■ **DIRECTION A**
According to the film review, why did Nina Foch spend her Columbia years in 'B' movies rather than becoming a star?

-------- ARTICLE

Silk Purse: MY NAME IS JULIA ROSS (Columbia 1945)

Columbia Pictures cranked out 52 films in the year 1945, mostly ‘B’ movies with titles like LET’S GO STEADY, I LOVE A MYSTERY, EVE KNEW HER APPLES, ROCKIN’ IN THE ROCKIES, TEN CENTS A DANCE, and THE ADVENTURES OF RUSTY, along with their continuing series featuring Blondie, Boston Blackie, The Crime Doctor, The Durango Kid, and The Whistler. They were programmers, budget jobs, designed to fill a double bill  and a theater’s seats, bread-and-butter movies with no pretenses to reach any artistic heights.

MY NAME IS JULIA ROSS was one of those programmers, a quickie cashing in on the success of the previous year’s hit GASLIGHT. Whereas MGM’S psychological thriller boasted stars Ingrid Bergman and Charles Boyer directed by George Cukor, Columbia headlined their contract players Nina Foch and George Macready , good, competent actors but hardly box office draws. And in place of Cukor, Joseph H. Lewis sat in the director’s chair, fresh from directing oaters at Universal and East Side Kids pics at Monogram. Lewis had made some critics take notice with his 1941 psychological horror INVISBLE GHOST starring Bela Lugosi, that is what few critics bothered to see the low-budget Monogram effort.

Lewis took the somewhat derivative script by Muriel Roy Bolton and created a noir mood aided by his cinematographer Burnett Guffey, who later worked on noirs like KNOCK ON ANY DOOR and IN A LONELY PLACE , and won Oscars for FROM HERE TO ETERNITY and BONNIE & CLYDE. The opening scene of Julia Ross, returning to her rooming house in the rain, is vintage film noir. Budget restrictions helped give the film a claustrophobic atmosphere, as Julia is set up, drugged out, and awakened in unfamiliar new surroundings. The scene of her coming down the staircase, her plan to escape thwarted by “husband” Ralph Hughes, is framed to heighten that sense of oppressiveness, and the denouement , taking place on the rocky sea-shore, is a tense little masterpiece of noir filmmaking. Only the tacked-on happy ending ruins what could have been a gripping scene.

Nina Foch as Julia Ross is great in a role that would’ve been terrible in the hands of a lesser Columbia starlet, say Jeff Donnell or Lynn Merrick. Foch’s acting ability was such that you believe this improbable scenario could happen, and your sympathy lies with her and her plight all the way. It’s too bad Columbia czar Harry Cohn didn’t think she had enough “sex appeal” to be a star, and kept her in a slew of ‘B’ movies until her contract ended. Granted, she’s no Rita Hayworth (no one is!), but Foch was quite an attractive woman, and her acting was head and shoulders above most of the Hollywood starlets toiling at the time. Nina Foch would move on to supporting roles in prestige pictures, and was a respected acting coach right up until her death in 2008.

----------------

■ **DIRECTION B**
Identify each line of the records that contains the word "water", and copy those lines out.

-------- DATA FOR THIS TASK

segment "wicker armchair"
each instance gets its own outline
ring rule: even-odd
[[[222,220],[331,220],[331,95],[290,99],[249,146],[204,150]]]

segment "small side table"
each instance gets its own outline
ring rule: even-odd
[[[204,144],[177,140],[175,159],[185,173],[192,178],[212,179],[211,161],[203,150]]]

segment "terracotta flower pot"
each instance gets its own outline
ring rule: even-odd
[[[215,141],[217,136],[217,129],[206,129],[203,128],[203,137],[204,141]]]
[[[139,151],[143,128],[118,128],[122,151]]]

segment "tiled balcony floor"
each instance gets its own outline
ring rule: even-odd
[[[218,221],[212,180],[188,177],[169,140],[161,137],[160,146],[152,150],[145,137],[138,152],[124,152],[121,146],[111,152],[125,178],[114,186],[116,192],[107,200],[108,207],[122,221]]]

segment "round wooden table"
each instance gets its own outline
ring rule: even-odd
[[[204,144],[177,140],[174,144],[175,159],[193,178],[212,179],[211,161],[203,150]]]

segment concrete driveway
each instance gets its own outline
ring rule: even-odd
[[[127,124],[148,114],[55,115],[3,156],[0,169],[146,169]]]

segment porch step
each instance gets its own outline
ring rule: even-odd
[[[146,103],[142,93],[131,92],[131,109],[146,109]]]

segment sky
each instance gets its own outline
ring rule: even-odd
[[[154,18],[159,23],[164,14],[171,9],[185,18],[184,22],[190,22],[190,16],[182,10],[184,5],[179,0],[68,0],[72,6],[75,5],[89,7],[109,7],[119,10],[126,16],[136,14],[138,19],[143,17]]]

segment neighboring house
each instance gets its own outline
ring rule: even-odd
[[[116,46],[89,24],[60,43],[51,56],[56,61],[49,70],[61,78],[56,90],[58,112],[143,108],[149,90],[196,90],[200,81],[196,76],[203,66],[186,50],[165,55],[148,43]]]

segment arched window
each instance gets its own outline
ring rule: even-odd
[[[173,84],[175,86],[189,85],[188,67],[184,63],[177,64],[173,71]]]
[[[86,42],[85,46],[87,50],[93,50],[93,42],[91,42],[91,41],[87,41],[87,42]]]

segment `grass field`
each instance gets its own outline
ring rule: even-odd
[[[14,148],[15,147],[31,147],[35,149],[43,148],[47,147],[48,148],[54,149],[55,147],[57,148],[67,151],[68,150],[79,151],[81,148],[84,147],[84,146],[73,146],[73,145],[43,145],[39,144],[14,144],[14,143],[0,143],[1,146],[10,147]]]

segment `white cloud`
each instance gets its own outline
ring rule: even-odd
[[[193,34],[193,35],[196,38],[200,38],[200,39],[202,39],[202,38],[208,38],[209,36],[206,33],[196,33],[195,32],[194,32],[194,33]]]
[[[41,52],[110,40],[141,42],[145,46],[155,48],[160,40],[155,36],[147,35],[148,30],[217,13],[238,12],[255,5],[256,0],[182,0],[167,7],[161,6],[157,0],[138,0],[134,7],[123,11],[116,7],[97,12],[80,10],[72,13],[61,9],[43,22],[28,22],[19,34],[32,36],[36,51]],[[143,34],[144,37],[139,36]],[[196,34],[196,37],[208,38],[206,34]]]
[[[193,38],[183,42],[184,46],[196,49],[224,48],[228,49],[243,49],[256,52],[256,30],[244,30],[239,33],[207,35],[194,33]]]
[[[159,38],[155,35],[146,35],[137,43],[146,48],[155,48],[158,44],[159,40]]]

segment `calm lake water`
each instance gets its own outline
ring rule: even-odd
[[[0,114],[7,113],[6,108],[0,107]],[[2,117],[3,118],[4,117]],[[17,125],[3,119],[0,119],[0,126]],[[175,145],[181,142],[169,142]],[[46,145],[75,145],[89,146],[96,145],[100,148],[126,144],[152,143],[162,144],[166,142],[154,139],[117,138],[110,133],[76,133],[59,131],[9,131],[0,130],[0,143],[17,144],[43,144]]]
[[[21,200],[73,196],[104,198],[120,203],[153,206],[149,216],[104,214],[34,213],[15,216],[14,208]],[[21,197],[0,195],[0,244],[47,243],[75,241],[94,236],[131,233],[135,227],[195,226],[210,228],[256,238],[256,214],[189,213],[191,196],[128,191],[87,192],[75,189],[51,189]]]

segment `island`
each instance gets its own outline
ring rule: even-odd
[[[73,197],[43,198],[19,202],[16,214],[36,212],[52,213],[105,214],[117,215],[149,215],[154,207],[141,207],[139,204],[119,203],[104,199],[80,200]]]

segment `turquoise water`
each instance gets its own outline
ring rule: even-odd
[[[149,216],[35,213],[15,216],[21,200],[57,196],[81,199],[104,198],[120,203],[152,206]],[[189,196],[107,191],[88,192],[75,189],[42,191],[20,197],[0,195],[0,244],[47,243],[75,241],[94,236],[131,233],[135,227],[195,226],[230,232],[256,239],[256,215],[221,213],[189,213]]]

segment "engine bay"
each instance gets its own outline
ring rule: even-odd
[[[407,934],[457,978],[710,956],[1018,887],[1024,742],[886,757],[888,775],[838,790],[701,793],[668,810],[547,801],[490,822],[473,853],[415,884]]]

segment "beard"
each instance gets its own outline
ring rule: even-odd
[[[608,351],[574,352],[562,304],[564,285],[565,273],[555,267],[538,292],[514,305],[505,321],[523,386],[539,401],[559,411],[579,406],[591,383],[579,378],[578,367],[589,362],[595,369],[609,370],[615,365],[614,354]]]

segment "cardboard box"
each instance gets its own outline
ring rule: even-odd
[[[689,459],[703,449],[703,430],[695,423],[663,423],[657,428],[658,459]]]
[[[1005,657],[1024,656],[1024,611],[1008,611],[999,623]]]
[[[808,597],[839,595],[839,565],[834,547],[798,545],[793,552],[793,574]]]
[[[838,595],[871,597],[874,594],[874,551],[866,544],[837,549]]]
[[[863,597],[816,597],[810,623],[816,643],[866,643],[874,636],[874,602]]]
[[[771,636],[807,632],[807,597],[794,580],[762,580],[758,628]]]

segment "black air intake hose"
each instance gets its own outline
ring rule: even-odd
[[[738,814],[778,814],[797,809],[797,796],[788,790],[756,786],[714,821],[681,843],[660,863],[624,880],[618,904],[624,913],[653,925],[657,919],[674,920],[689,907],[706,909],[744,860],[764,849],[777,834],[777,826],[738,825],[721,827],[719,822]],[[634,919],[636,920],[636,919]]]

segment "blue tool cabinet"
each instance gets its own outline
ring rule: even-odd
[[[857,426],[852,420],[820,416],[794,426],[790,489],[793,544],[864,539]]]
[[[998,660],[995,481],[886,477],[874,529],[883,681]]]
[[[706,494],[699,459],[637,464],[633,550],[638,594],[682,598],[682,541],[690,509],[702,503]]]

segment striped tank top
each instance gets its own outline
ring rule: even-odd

----------------

■ **TASK RESULT A**
Columbia head Harry Cohn didn't think she had enough "sex appeal" to be a star. So he kept her in a slew of 'B' movies until her contract ended.

■ **TASK RESULT B**
segment `calm lake water`
segment `turquoise water`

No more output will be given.